» **Exercise description**: With both ends included, repeat exactly the lines of the entries below from the one containing "Mark the box" down to the one containing "Mark the collar", and no others.

(Collection entries)

★ ★ ★ ★

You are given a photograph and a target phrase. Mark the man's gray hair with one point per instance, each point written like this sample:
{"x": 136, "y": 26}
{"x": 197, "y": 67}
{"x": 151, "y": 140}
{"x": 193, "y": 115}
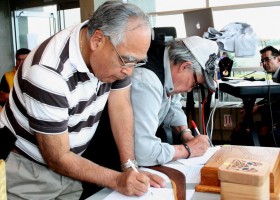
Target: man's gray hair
{"x": 179, "y": 53}
{"x": 113, "y": 17}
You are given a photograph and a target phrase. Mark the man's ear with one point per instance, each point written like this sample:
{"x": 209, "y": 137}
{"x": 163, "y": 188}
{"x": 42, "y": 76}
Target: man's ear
{"x": 97, "y": 40}
{"x": 185, "y": 65}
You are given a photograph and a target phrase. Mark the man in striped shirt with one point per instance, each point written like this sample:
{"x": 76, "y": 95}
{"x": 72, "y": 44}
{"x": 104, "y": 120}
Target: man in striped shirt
{"x": 58, "y": 97}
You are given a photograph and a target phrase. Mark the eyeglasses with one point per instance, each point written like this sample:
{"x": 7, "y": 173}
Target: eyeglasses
{"x": 266, "y": 59}
{"x": 195, "y": 79}
{"x": 126, "y": 65}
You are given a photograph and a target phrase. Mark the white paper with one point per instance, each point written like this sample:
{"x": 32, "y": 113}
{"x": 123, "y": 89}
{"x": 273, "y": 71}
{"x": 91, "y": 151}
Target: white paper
{"x": 201, "y": 160}
{"x": 153, "y": 194}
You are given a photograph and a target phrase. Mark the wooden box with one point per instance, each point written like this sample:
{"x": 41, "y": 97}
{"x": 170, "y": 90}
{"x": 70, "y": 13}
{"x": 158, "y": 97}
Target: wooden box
{"x": 244, "y": 179}
{"x": 209, "y": 173}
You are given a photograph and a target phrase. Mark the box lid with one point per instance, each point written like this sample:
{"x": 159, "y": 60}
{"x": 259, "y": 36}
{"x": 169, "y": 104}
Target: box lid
{"x": 244, "y": 171}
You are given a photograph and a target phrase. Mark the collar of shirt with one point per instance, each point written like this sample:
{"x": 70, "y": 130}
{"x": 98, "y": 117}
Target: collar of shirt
{"x": 168, "y": 83}
{"x": 75, "y": 56}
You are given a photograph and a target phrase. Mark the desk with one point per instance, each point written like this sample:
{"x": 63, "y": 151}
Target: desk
{"x": 190, "y": 193}
{"x": 248, "y": 91}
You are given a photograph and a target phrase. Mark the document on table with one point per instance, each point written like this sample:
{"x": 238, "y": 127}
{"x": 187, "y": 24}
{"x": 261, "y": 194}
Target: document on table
{"x": 153, "y": 194}
{"x": 201, "y": 160}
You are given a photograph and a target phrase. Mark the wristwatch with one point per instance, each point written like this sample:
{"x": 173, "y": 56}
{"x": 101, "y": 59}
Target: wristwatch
{"x": 127, "y": 165}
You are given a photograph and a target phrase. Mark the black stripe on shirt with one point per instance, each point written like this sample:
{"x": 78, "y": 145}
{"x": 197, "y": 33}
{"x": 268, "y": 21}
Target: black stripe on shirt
{"x": 88, "y": 123}
{"x": 16, "y": 126}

★ ★ ★ ★

» **Solution to the problem**:
You are given a photograph and a target phrase. Mark the box lid with one point per instance, each point written like this sample:
{"x": 159, "y": 60}
{"x": 259, "y": 36}
{"x": 169, "y": 104}
Target: box lid
{"x": 244, "y": 171}
You are given a photograph and a target phrase. Mark the collar of shirt with one point per instance, each point written like this sample:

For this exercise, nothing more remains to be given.